Written task: Please copy out every one of the lines below word for word.

Material to process:
--------------------------------------------------
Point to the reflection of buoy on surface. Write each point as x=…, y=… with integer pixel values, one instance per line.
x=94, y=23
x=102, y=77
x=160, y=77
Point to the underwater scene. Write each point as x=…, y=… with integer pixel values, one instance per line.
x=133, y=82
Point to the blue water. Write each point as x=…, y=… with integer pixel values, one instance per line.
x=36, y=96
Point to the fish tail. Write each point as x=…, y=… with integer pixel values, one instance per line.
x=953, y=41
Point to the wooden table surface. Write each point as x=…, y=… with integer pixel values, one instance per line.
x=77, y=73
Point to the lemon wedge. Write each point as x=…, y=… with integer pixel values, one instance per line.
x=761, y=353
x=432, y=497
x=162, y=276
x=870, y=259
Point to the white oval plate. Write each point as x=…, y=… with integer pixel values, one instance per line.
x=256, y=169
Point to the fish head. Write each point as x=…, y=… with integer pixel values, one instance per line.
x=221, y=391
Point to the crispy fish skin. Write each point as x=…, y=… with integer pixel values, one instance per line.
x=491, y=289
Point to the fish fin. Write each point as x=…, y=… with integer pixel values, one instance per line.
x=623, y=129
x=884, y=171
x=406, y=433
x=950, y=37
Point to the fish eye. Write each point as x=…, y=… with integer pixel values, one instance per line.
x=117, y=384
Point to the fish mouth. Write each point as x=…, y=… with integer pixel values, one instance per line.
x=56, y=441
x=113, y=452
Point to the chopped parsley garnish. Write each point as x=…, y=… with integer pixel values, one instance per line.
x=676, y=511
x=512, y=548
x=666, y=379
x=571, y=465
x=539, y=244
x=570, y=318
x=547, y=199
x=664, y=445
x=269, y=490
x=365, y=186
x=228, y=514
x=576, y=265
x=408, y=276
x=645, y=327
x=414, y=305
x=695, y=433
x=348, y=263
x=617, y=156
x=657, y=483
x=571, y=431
--------------------------------------------------
Result of the task:
Point to the reflection of buoy on surface. Write each point as x=…, y=… with integer pixel values, one instance per line.
x=94, y=23
x=102, y=77
x=160, y=77
Point to the underwater scene. Write each point as x=…, y=… with integer pixel values, one instance per line.
x=133, y=82
Point to the blue water. Write each point as x=…, y=… with integer pixel values, one instance per line.
x=36, y=96
Point to the fish tail. Write each point as x=…, y=… with integer pixel values, one instance per line.
x=953, y=41
Point to the wooden table surface. Write each point as x=…, y=… with integer pixel values, one instance per line.
x=77, y=73
Point to the lemon wedge. Write each point as x=…, y=… with integer pixel values, one instance per line.
x=761, y=353
x=432, y=497
x=162, y=276
x=870, y=259
Point to the white oval plate. Write each point as x=…, y=… with integer pixel values, one instance per line.
x=256, y=169
Point to the fish head. Write each point as x=…, y=… with integer pixel values, one instance per line.
x=221, y=391
Point to the crispy fish skin. Write each point as x=…, y=… with integer pixel values, one instance per line.
x=491, y=289
Point to the fish fin. Write each point as x=…, y=… with integer pixel values, one instance per line.
x=623, y=129
x=884, y=171
x=406, y=433
x=950, y=37
Point to the fish eye. Write each point as x=…, y=… with integer pixel values, one instance per line.
x=117, y=384
Point to the fish mouth. Write each point as x=…, y=… with integer pixel values, one instance per line.
x=56, y=441
x=113, y=452
Point to the chopped parsley garnish. Write each point as x=…, y=… with integer pixel values, one instance per line.
x=676, y=511
x=512, y=548
x=666, y=379
x=571, y=465
x=539, y=244
x=570, y=318
x=547, y=199
x=664, y=445
x=269, y=490
x=365, y=186
x=228, y=514
x=576, y=265
x=408, y=276
x=645, y=327
x=414, y=305
x=695, y=433
x=348, y=263
x=617, y=156
x=657, y=483
x=571, y=431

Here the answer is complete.